▶ **TO DO**
The entries below contain a stretch that opens with the line containing "Target: ceiling" and closes with the line containing "Every instance of the baseboard"; set down that stretch exactly, both ends included, and nothing else.

▶ **DATA TO PROCESS**
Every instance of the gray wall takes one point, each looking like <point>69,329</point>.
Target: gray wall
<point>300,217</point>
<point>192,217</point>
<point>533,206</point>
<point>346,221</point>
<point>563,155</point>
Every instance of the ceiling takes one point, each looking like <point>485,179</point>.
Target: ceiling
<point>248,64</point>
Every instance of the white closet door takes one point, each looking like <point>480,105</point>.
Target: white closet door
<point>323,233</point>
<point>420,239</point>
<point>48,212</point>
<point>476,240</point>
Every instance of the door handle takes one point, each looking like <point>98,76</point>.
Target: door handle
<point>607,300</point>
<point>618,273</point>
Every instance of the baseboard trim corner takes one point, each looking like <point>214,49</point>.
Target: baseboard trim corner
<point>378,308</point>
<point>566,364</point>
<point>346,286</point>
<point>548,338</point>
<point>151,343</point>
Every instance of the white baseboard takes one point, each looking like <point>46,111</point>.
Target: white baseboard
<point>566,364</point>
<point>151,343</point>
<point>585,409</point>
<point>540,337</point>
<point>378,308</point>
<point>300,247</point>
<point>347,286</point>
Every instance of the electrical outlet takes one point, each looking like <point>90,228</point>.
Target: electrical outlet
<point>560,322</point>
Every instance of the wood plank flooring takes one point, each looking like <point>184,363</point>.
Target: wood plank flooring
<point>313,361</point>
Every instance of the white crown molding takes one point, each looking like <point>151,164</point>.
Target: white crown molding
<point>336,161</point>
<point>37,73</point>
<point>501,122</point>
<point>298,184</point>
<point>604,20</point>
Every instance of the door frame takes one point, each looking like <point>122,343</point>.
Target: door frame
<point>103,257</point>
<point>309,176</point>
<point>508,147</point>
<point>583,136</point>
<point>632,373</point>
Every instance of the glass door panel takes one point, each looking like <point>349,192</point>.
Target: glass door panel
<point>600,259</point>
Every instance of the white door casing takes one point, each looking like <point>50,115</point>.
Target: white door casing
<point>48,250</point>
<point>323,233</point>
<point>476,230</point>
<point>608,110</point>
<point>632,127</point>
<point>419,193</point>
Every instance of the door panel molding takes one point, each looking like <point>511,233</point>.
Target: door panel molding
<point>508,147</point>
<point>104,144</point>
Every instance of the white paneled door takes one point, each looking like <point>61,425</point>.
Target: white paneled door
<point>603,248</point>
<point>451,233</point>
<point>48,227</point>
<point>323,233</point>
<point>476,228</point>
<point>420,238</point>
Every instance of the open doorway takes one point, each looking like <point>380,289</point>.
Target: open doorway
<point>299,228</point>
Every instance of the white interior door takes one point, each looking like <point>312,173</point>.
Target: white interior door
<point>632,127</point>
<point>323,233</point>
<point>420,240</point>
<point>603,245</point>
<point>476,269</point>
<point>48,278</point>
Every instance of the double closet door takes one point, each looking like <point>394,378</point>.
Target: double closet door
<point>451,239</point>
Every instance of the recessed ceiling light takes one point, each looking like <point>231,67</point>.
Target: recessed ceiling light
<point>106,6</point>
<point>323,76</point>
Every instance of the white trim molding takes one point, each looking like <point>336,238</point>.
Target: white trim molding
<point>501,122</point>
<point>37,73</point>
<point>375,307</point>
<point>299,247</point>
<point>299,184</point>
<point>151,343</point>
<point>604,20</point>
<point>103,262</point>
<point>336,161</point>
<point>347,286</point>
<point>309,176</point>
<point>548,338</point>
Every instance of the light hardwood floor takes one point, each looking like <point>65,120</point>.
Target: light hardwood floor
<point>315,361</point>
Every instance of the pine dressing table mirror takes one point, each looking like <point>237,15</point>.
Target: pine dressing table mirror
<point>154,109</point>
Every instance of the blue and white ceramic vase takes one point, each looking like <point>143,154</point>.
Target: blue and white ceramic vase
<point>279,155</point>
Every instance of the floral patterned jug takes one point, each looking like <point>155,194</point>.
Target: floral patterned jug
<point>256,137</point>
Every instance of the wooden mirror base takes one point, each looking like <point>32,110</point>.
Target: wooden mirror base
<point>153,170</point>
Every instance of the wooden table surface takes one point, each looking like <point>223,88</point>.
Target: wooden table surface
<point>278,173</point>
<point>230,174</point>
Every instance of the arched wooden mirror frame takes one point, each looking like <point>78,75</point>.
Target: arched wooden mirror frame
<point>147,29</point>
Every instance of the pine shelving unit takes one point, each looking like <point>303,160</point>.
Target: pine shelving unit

▶ **ANSWER SECTION**
Target: ceiling
<point>248,64</point>
Every instance of the white closet door takes one point, each looking like <point>480,105</point>.
Target: white closet door
<point>323,233</point>
<point>420,239</point>
<point>48,212</point>
<point>476,240</point>
Every instance of the door handle takes one point, each looking like <point>98,76</point>.
Target: door handle
<point>607,300</point>
<point>618,273</point>
Every instance of the baseboard trim corner takes one point, each looking like <point>214,49</point>.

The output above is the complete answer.